§ Instruction A
Reproduce the full email thread on ldm instruction atomicity in low latency interrupt mode, word for word.

§ Text section

On Tue, 2009-12-22 at 11:25 +0000, Russell King - ARM Linux wrote:
> On Tue, Dec 22, 2009 at 11:08:25AM +0000, Catalin Marinas wrote:
> > On Tue, 2009-12-22 at 10:09 +0000, Eric Dumazet wrote:
> > > I found an old commit mentioning a problem with LDM instruction that
> > > could be interrupted/ restarted with a base register already changed
> > > -> we load registers with garbage.
> > [...]
> > > If the low interrupt latency mode is enabled for the CPU (from ARMv6
> > > onwards), the ldm/stm instructions are no longer atomic. An ldm instruction
> > > restoring the sp and pc registers can be interrupted immediately after sp
> > > was updated but before the pc. If this happens, the CPU restores the base
> > > register to the value before the ldm instruction but if the base register
> > > is not sp, the interrupt routine will corrupt the stack and the restarted
> > > ldm instruction will load garbage.
> > [...]
> > > I found one instance of LDM instruction in 2.6.30 that could have same problem :
> > >
> > > __switch_to:
> > >
> > > ...
> > >         ldm r4, {r4, r5, r6, r7, r8, r9, sl, fp, sp, pc}
> >
> > It looks to me like it is possible to get an interrupt after SP was
> > loaded but before PC, the stack could be corrupted and PC would be
> > loaded with garbage. One instance of your oops messages looks like PC
> > corruption but the other may be caused by something else. What ARM CPU
> > are you using?
> >
> > I'm cc'ing Russell as well, it's strange that we haven't got any issue
> > with this so far.
> 
> We don't see the issue because we explicitly disable low latency
> interrupt mode.

§ Provided records
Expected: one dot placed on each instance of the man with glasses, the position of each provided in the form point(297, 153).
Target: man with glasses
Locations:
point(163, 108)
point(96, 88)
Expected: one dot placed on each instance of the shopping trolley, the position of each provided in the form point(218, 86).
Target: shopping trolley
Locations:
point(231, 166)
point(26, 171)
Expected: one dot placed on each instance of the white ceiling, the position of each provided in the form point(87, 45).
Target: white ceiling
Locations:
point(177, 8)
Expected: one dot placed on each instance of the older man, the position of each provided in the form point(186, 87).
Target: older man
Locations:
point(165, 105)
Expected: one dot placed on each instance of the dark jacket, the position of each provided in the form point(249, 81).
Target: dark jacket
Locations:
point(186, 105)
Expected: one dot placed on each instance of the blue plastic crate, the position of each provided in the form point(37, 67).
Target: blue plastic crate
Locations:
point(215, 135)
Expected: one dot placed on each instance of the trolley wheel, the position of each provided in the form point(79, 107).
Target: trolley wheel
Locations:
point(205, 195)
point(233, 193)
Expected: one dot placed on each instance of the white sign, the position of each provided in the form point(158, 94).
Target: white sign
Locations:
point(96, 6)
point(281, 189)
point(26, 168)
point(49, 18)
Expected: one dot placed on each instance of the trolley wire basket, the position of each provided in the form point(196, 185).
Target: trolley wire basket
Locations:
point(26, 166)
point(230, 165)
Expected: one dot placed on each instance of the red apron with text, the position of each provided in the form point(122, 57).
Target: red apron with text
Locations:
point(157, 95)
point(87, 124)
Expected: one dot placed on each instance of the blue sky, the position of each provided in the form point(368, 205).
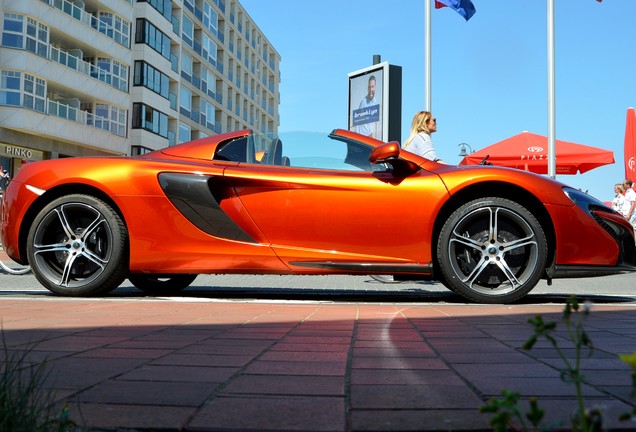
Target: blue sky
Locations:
point(489, 75)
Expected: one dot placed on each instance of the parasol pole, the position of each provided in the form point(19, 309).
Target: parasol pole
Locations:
point(551, 97)
point(427, 56)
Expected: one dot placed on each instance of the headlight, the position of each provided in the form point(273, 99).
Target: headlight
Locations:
point(582, 200)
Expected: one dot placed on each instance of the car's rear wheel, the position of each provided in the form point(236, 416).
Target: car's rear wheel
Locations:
point(492, 250)
point(77, 246)
point(162, 284)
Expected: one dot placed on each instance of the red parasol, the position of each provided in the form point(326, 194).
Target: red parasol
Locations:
point(529, 152)
point(630, 145)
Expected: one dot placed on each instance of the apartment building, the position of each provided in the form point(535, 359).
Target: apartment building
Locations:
point(125, 77)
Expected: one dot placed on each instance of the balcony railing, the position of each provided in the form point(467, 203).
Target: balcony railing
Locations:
point(73, 62)
point(90, 20)
point(83, 117)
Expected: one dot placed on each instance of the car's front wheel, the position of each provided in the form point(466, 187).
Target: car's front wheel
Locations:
point(77, 246)
point(492, 250)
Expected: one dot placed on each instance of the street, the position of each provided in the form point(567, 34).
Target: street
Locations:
point(601, 290)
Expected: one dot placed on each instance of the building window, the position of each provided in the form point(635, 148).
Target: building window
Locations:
point(186, 66)
point(150, 119)
point(148, 34)
point(209, 50)
point(187, 32)
point(37, 38)
point(164, 7)
point(210, 18)
point(151, 78)
point(34, 38)
point(10, 86)
point(13, 32)
point(185, 133)
point(34, 93)
point(185, 100)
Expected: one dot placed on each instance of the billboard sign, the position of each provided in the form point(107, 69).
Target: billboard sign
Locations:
point(372, 107)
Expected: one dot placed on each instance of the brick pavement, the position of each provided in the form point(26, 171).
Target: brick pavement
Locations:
point(195, 364)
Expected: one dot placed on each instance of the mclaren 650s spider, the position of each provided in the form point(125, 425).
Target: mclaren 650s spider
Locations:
point(303, 203)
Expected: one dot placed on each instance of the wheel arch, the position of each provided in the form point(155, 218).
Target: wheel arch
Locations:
point(509, 191)
point(54, 193)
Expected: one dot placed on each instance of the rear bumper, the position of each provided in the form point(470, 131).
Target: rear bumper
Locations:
point(574, 271)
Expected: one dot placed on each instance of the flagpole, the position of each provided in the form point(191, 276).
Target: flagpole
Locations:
point(551, 93)
point(427, 56)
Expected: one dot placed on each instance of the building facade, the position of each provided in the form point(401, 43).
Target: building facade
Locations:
point(125, 77)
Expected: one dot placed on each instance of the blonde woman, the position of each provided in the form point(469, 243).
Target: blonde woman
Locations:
point(419, 141)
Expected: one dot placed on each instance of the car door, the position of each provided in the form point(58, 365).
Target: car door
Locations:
point(329, 210)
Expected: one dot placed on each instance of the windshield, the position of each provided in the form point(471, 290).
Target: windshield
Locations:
point(313, 150)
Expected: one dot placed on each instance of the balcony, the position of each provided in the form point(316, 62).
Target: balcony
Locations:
point(72, 9)
point(79, 65)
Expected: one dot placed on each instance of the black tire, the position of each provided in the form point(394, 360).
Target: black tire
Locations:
point(78, 246)
point(492, 250)
point(162, 284)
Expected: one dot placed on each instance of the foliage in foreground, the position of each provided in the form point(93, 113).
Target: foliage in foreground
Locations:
point(507, 413)
point(24, 404)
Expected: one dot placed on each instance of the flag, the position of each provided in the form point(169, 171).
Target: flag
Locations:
point(630, 145)
point(463, 7)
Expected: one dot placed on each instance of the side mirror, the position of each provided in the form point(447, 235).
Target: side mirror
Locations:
point(385, 153)
point(389, 154)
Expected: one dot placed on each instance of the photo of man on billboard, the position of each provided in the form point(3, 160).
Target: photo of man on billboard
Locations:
point(366, 94)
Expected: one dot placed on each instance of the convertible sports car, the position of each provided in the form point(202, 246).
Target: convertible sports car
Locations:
point(303, 204)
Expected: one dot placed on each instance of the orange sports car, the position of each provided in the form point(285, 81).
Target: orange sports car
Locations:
point(303, 203)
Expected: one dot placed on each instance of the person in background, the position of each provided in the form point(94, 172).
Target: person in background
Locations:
point(419, 140)
point(369, 129)
point(618, 202)
point(4, 179)
point(630, 197)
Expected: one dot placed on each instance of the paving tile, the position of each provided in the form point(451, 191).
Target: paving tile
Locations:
point(183, 374)
point(413, 397)
point(304, 356)
point(148, 393)
point(128, 417)
point(397, 363)
point(203, 360)
point(274, 413)
point(404, 376)
point(419, 420)
point(322, 368)
point(533, 386)
point(286, 385)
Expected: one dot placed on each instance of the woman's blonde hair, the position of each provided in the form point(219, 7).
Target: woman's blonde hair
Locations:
point(419, 124)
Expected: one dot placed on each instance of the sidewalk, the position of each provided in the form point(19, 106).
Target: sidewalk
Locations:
point(195, 364)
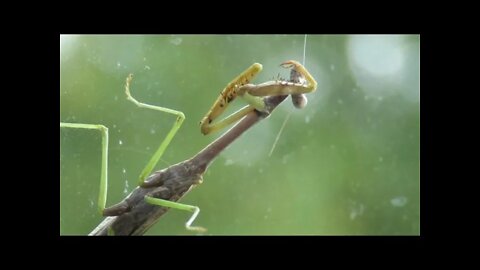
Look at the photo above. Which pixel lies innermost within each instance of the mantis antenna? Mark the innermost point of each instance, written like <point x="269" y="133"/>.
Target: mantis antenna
<point x="299" y="101"/>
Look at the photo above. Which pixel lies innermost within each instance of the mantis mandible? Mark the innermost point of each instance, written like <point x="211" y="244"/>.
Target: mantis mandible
<point x="254" y="95"/>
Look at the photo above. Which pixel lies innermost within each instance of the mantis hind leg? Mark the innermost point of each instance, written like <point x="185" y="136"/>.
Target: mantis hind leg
<point x="102" y="199"/>
<point x="163" y="145"/>
<point x="180" y="206"/>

§ Instruction B
Transcribe the lines of the records from the line with "Expected: one dot placed on each instance of the headlight, the" up to and including the line with "point(601, 290)", and nothing beyond them.

§ Solution A
On Tue, 2009-12-22 at 11:25 +0000, Russell King - ARM Linux wrote:
> On Tue, Dec 22, 2009 at 11:08:25AM +0000, Catalin Marinas wrote:
> > On Tue, 2009-12-22 at 10:09 +0000, Eric Dumazet wrote:
> > > I found an old commit mentioning a problem with LDM instruction that
> > > could be interrupted/ restarted with a base register already changed
> > > -> we load registers with garbage.
> > [...]
> > > If the low interrupt latency mode is enabled for the CPU (from ARMv6
> > > onwards), the ldm/stm instructions are no longer atomic. An ldm instruction
> > > restoring the sp and pc registers can be interrupted immediately after sp
> > > was updated but before the pc. If this happens, the CPU restores the base
> > > register to the value before the ldm instruction but if the base register
> > > is not sp, the interrupt routine will corrupt the stack and the restarted
> > > ldm instruction will load garbage.
> > [...]
> > > I found one instance of LDM instruction in 2.6.30 that could have same problem :
> > >
> > > __switch_to:
> > >
> > > ...
> > >         ldm r4, {r4, r5, r6, r7, r8, r9, sl, fp, sp, pc}
> >
> > It looks to me like it is possible to get an interrupt after SP was
> > loaded but before PC, the stack could be corrupted and PC would be
> > loaded with garbage. One instance of your oops messages looks like PC
> > corruption but the other may be caused by something else. What ARM CPU
> > are you using?
> >
> > I'm cc'ing Russell as well, it's strange that we haven't got any issue
> > with this so far.
> 
> We don't see the issue because we explicitly disable low latency
> interrupt mode.

§ Solution B
Expected: one dot placed on each instance of the headlight, the position of each provided in the form point(273, 99).
Target: headlight
Locations:
point(582, 200)
Expected: one dot placed on each instance of the car's rear wheel, the position of each provided in the form point(236, 416).
Target: car's rear wheel
Locations:
point(492, 250)
point(77, 246)
point(162, 284)
Expected: one dot placed on each instance of the red parasol, the position of each provided in the form point(326, 194).
Target: red parasol
Locations:
point(529, 152)
point(630, 145)
Expected: one dot placed on each instance of the apartment building, the position of each provided in the form point(535, 359).
Target: apartment building
Locations:
point(125, 77)
Expected: one dot placed on each instance of the balcony railing, the position of each provided in the form point(467, 203).
Target: balcony railing
Locations:
point(73, 62)
point(90, 20)
point(83, 117)
Expected: one dot placed on each instance of the car's front wheel, the position of each provided in the form point(466, 187).
Target: car's front wheel
Locations:
point(77, 246)
point(492, 250)
Expected: one dot placed on each instance of the street, the position of each provided in the form point(567, 34).
Target: street
Locations:
point(601, 290)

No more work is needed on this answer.